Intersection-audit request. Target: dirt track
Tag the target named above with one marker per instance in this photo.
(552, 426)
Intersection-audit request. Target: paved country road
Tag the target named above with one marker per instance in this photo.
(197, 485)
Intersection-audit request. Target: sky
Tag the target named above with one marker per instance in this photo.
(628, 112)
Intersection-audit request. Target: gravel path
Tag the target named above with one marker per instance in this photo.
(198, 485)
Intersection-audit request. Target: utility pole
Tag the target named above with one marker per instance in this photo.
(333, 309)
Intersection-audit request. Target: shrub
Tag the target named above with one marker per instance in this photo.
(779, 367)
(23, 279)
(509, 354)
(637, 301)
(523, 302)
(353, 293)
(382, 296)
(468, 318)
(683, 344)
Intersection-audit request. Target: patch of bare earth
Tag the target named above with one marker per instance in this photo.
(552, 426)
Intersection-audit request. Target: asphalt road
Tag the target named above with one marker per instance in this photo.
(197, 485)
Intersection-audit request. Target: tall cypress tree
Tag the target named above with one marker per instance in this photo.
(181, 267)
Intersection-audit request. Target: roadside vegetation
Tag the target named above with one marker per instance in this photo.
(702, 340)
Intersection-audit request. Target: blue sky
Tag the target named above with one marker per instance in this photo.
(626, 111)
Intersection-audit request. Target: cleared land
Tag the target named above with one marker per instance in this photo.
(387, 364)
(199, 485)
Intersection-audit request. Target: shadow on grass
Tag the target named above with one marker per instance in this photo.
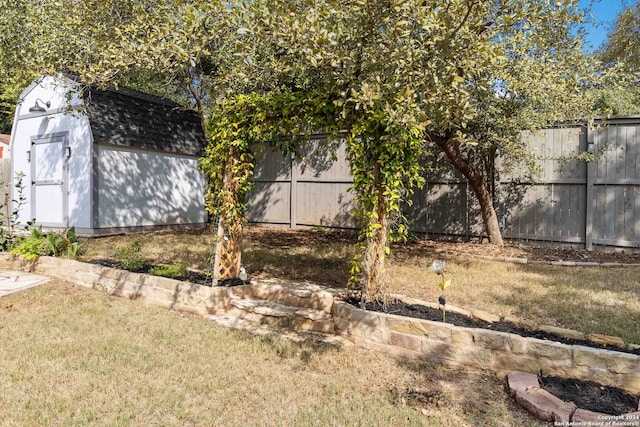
(590, 300)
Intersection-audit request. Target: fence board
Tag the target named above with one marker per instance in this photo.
(568, 201)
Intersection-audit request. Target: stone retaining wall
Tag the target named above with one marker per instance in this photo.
(497, 351)
(397, 335)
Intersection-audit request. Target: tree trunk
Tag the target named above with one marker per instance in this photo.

____

Copy out exactly the lines between the line containing "Intersection-audit request. Target: blue sky" and the end of the entries, including both, and leave the pictures behind.

Intersection-audit request. Target: blue sky
Tag the target named above with one marker per instance in this photo.
(626, 111)
Intersection-audit request. Target: cleared land
Tag the target named above with one marker per instance in this photo.
(387, 364)
(199, 485)
Intersection-audit request. Target: shadow on grass
Tag the target named above with one marker per instance in this photo.
(590, 300)
Intersection-audit request. Target: fence board
Tag the target named above with one marker per instance in this photo.
(568, 201)
Intersection-audit request. Target: stone retaining wall
Tag the target named above with one marker per instance in this photo.
(497, 351)
(397, 335)
Intersection-audit request. Target: tree trunk
Tag the target named above with one marker per instance in this photo.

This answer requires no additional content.